* **Work to be completed**
Select and copy out every line in the records containing "cliff".

(Collected data)
──────────

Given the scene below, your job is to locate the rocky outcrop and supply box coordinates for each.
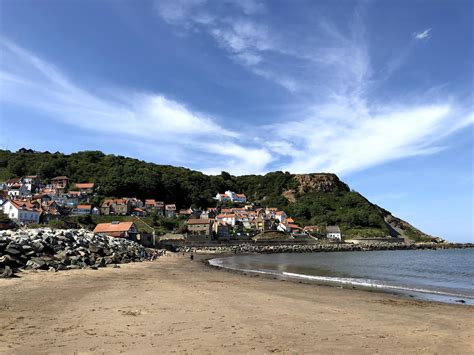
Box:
[0,228,164,278]
[293,173,350,194]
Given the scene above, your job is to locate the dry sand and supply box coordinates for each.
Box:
[0,253,473,354]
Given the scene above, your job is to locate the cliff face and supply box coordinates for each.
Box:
[293,173,350,193]
[285,173,440,242]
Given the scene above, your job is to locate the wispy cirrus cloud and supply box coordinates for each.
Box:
[0,38,272,174]
[153,0,299,91]
[1,1,472,177]
[413,28,431,40]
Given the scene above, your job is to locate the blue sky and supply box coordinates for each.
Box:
[0,0,472,242]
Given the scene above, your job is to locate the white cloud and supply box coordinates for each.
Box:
[153,0,296,91]
[413,28,431,40]
[0,39,270,175]
[1,1,472,178]
[154,0,210,27]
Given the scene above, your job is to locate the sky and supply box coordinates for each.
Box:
[0,0,472,242]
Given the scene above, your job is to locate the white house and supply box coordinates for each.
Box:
[214,192,231,202]
[277,222,290,233]
[326,225,342,240]
[7,184,30,198]
[23,175,41,193]
[216,213,236,226]
[214,190,247,203]
[2,200,41,224]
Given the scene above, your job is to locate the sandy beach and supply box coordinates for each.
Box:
[1,254,473,354]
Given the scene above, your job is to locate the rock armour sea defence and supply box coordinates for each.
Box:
[179,242,473,255]
[0,228,164,278]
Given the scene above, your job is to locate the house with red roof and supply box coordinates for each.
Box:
[74,182,95,194]
[1,200,41,224]
[93,221,137,239]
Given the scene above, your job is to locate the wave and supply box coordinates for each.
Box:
[209,257,474,302]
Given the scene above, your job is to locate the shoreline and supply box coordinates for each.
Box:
[1,254,473,353]
[204,252,474,306]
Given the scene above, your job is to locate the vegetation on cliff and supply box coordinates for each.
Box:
[0,149,437,241]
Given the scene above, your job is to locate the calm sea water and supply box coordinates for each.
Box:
[209,249,474,305]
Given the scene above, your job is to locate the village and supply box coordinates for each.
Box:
[0,175,342,246]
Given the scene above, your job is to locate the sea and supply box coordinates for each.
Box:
[209,249,474,305]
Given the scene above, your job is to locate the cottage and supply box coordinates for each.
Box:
[1,200,41,224]
[75,182,95,194]
[186,218,213,240]
[132,207,147,217]
[7,183,29,198]
[100,198,131,215]
[326,225,342,240]
[179,208,193,216]
[23,175,41,193]
[51,176,69,190]
[216,213,236,226]
[72,204,92,215]
[165,204,177,218]
[214,222,231,240]
[145,199,164,215]
[93,221,138,240]
[214,190,247,203]
[201,208,217,219]
[253,216,272,232]
[214,192,231,203]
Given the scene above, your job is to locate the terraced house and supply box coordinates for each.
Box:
[100,198,131,215]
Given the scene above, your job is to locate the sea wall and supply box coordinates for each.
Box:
[178,241,473,254]
[0,228,165,278]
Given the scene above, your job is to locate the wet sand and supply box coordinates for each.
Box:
[0,254,473,354]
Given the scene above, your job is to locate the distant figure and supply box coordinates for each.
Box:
[190,254,194,261]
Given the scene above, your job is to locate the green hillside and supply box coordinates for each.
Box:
[0,149,438,241]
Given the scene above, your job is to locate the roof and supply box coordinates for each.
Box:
[10,200,40,212]
[93,221,135,234]
[288,224,301,230]
[77,205,91,209]
[75,183,94,189]
[6,178,21,184]
[187,218,211,225]
[326,225,341,233]
[217,213,235,218]
[165,204,176,210]
[102,198,128,206]
[51,176,69,180]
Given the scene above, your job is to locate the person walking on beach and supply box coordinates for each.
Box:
[190,254,194,261]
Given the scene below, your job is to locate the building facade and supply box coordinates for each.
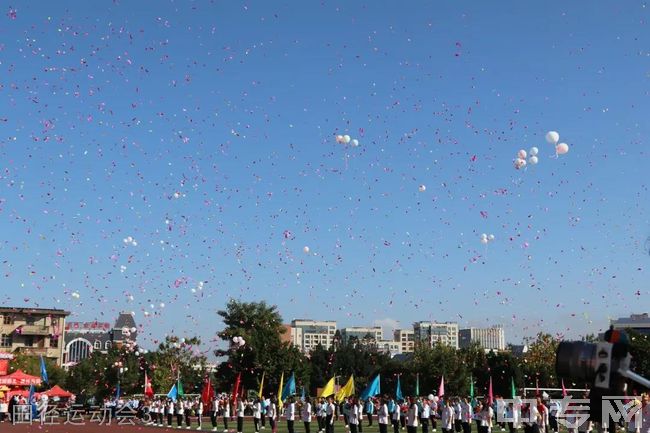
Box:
[340,326,383,345]
[0,307,70,366]
[63,312,137,367]
[413,321,459,349]
[459,326,506,351]
[611,313,650,335]
[377,340,402,357]
[393,329,415,353]
[290,319,337,352]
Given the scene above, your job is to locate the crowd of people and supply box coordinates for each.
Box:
[137,393,650,433]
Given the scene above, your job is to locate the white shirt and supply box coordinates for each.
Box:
[378,404,389,425]
[481,407,494,428]
[461,402,473,422]
[253,402,262,419]
[455,403,463,421]
[442,406,455,429]
[286,403,296,421]
[237,401,245,417]
[407,404,419,427]
[302,403,312,422]
[326,403,335,422]
[422,403,431,419]
[267,403,276,420]
[213,399,220,414]
[223,401,231,417]
[349,404,360,425]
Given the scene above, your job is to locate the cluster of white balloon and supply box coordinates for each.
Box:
[514,147,539,170]
[232,336,246,348]
[123,236,138,246]
[71,291,80,299]
[335,134,360,147]
[545,131,569,156]
[480,233,495,245]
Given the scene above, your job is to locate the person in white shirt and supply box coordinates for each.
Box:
[317,398,327,433]
[390,398,401,433]
[421,398,431,433]
[430,399,439,433]
[222,397,231,432]
[286,397,297,433]
[36,394,48,426]
[461,398,473,433]
[349,397,361,433]
[185,398,193,429]
[482,400,494,433]
[251,398,262,433]
[358,400,365,433]
[211,397,220,431]
[505,403,517,433]
[548,401,560,433]
[197,398,204,430]
[454,400,463,433]
[167,399,175,427]
[378,396,390,433]
[442,400,455,433]
[326,396,336,433]
[267,397,277,433]
[236,397,245,433]
[407,397,420,433]
[303,397,313,433]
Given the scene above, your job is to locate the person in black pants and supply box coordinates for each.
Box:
[176,400,184,428]
[377,396,389,433]
[325,396,335,433]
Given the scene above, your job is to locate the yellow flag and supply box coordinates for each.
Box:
[278,372,284,407]
[319,376,336,398]
[335,375,355,402]
[258,372,265,398]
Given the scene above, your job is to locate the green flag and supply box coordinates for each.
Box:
[415,373,420,396]
[510,377,516,399]
[469,375,474,403]
[178,377,185,397]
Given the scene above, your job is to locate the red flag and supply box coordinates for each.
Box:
[232,372,242,403]
[202,376,215,406]
[561,380,567,397]
[488,376,493,405]
[144,372,154,398]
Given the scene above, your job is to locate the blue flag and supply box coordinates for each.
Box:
[167,383,178,401]
[281,372,296,401]
[39,356,48,385]
[360,375,381,400]
[395,375,403,402]
[301,386,306,402]
[28,384,37,419]
[115,383,121,401]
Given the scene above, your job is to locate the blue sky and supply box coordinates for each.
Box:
[1,1,649,355]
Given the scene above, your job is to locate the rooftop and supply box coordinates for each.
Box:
[0,307,70,316]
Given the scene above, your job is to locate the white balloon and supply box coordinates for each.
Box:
[303,246,310,254]
[336,135,344,143]
[351,139,359,147]
[529,147,539,156]
[418,184,426,192]
[240,339,246,346]
[233,336,239,343]
[481,233,488,239]
[488,234,495,241]
[514,158,526,169]
[545,131,560,145]
[159,302,165,308]
[517,149,527,159]
[528,156,538,165]
[480,238,489,245]
[428,394,435,401]
[556,143,569,155]
[343,135,351,144]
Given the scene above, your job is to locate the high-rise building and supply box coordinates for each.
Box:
[63,312,138,367]
[459,326,505,351]
[393,329,415,353]
[0,307,70,366]
[290,319,337,352]
[611,313,650,335]
[377,340,402,357]
[413,321,459,349]
[340,326,383,344]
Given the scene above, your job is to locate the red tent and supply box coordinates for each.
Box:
[0,369,42,386]
[43,385,74,398]
[7,389,39,399]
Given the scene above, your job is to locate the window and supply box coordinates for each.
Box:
[3,315,13,325]
[94,340,101,349]
[50,336,58,348]
[24,336,34,347]
[0,334,12,347]
[25,316,36,325]
[105,341,112,350]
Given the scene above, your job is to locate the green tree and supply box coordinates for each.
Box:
[521,333,559,388]
[215,299,308,394]
[627,329,650,380]
[146,335,208,395]
[9,354,67,389]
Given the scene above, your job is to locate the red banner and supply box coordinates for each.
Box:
[0,360,8,376]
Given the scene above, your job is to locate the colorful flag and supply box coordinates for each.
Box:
[177,376,185,397]
[145,372,154,398]
[335,375,355,403]
[167,383,178,401]
[282,372,296,401]
[438,376,445,398]
[319,377,336,398]
[395,375,403,402]
[360,374,381,400]
[469,375,475,400]
[202,376,215,406]
[258,372,265,398]
[510,377,516,399]
[415,373,420,396]
[39,356,48,385]
[278,372,285,406]
[488,376,494,405]
[561,379,567,397]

──────────

* **Answer to the exercise**
Given the scene above, your job is to locate the cliff face and supply box coordinates for each.
Given the scene above, your job is to locate the vegetation on cliff and supply box coordinates for each.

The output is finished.